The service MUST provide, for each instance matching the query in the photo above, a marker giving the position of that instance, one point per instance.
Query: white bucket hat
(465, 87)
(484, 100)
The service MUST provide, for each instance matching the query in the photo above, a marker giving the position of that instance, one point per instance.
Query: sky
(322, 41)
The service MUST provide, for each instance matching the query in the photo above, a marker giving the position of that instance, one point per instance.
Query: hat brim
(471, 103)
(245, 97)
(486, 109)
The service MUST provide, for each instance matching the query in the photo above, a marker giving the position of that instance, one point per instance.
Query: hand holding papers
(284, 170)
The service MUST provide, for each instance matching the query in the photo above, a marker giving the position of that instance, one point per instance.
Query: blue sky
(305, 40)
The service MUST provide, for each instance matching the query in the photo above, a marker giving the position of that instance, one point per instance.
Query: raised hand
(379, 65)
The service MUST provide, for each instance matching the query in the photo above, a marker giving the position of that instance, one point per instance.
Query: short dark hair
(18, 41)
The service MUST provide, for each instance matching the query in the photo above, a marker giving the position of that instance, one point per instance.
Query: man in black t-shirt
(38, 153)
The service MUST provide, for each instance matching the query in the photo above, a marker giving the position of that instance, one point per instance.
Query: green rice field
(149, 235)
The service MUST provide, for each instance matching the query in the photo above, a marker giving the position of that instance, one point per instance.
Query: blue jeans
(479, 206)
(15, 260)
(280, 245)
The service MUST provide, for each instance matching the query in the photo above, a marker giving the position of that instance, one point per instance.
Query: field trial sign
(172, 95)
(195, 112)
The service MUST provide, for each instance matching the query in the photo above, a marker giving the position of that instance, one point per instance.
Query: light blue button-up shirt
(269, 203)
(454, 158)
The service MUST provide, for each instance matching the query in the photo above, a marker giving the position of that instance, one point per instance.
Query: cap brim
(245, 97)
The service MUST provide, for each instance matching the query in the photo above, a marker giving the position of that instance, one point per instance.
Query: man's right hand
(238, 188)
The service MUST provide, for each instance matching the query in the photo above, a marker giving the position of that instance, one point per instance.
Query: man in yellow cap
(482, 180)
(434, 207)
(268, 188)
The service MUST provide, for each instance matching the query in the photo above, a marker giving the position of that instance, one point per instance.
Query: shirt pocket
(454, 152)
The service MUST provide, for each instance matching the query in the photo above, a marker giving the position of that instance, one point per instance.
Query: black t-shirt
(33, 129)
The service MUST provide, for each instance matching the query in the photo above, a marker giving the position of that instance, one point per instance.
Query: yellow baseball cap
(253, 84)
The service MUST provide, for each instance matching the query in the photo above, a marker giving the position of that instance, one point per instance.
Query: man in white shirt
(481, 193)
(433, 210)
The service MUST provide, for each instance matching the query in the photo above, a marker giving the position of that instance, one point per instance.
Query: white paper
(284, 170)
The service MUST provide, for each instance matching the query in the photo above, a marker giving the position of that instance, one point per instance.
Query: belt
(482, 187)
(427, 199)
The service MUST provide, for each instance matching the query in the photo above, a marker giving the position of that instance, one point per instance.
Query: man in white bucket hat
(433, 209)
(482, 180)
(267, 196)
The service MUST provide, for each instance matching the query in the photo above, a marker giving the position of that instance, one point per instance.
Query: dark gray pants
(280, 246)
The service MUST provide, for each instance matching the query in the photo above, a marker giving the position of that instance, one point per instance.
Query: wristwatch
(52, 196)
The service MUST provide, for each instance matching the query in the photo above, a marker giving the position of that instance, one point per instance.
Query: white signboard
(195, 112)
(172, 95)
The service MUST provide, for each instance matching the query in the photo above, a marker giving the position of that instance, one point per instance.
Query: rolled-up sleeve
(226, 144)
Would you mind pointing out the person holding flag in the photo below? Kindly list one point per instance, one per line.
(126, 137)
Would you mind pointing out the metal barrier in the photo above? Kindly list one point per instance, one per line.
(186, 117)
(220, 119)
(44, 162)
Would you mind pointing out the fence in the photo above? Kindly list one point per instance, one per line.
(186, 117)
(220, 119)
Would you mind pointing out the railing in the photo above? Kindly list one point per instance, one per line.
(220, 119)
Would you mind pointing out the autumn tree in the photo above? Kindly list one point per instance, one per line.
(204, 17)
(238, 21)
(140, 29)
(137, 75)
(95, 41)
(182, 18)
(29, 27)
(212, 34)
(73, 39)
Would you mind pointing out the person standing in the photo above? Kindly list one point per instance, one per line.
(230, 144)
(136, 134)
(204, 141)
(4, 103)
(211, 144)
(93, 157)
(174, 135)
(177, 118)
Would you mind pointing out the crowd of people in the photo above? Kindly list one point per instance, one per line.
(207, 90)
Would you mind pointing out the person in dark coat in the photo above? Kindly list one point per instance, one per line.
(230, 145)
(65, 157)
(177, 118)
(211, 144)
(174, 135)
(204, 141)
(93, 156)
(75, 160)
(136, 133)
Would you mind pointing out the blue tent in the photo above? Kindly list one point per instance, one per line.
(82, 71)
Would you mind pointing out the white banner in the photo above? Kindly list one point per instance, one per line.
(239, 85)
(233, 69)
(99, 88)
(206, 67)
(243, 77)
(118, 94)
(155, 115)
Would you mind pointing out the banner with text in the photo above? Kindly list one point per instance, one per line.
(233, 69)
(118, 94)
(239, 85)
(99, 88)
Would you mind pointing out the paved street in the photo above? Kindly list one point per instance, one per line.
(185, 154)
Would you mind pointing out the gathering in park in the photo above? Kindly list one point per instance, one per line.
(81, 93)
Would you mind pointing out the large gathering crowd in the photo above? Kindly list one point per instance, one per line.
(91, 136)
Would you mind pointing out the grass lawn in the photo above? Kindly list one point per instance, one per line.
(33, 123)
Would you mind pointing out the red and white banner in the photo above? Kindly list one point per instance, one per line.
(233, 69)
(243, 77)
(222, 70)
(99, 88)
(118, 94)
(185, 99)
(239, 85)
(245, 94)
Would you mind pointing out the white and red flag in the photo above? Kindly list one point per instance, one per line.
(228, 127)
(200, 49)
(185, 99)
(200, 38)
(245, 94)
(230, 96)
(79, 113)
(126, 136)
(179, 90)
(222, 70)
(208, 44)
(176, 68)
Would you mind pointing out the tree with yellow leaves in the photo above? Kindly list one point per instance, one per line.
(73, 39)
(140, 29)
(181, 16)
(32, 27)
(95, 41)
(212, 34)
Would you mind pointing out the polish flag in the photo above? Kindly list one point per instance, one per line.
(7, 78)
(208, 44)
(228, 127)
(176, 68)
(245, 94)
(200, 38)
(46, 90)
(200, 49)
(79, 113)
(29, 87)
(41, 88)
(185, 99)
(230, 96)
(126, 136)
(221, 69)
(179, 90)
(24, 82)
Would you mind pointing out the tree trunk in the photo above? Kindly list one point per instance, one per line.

━━━━━━━━━━━━━━━━━━━━

Written exercise: From the line holding "Would you mind pointing out the red" through the last line above, reproduce each line exactly and add nothing.

Response to this task:
Would you mind pointing out the red and white banner in the photo above? Kindly list one point per instance, one per line.
(233, 69)
(243, 77)
(222, 70)
(99, 88)
(118, 94)
(185, 99)
(239, 85)
(245, 94)
Would you mind pointing out the white and red flag in the photo above? Kindly list one point per instance, one per line.
(228, 127)
(200, 49)
(185, 99)
(200, 38)
(245, 94)
(230, 96)
(79, 113)
(126, 136)
(179, 90)
(222, 70)
(208, 44)
(176, 68)
Would you mind pointing out the tree with yellow leaves in the photo above? Kindly list one point per instance, one per line.
(73, 39)
(140, 29)
(181, 16)
(32, 27)
(95, 41)
(212, 34)
Would you mind pointing out the polish flag in the photo above? Kindly list one point per instance, one per line.
(7, 78)
(208, 44)
(228, 127)
(176, 68)
(245, 94)
(200, 38)
(46, 90)
(200, 49)
(79, 113)
(29, 87)
(41, 88)
(185, 99)
(230, 96)
(126, 136)
(221, 69)
(179, 90)
(24, 82)
Would you mind pointing out the tree trunk in the photo above? Kindly list one point per instance, one per line.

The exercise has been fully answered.